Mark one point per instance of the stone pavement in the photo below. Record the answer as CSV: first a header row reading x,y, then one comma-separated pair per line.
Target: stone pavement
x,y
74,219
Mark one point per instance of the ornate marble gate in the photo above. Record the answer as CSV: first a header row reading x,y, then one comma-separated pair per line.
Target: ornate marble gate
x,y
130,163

========

• AIM OF THE TASK: Each record above needs to be transcribed word for word.

• YOUR RESPONSE:
Mark one point per instance of the stone pavement in the photo below. Record the answer as CSV: first a header row reading x,y, then one comma-separated pair per line.
Target: stone pavement
x,y
74,219
Mark one point per instance of the ornate marble gate in the photo above. Record the answer as CSV: first a header row reading x,y, then one comma-separated pair per line.
Target: ornate marble gate
x,y
130,163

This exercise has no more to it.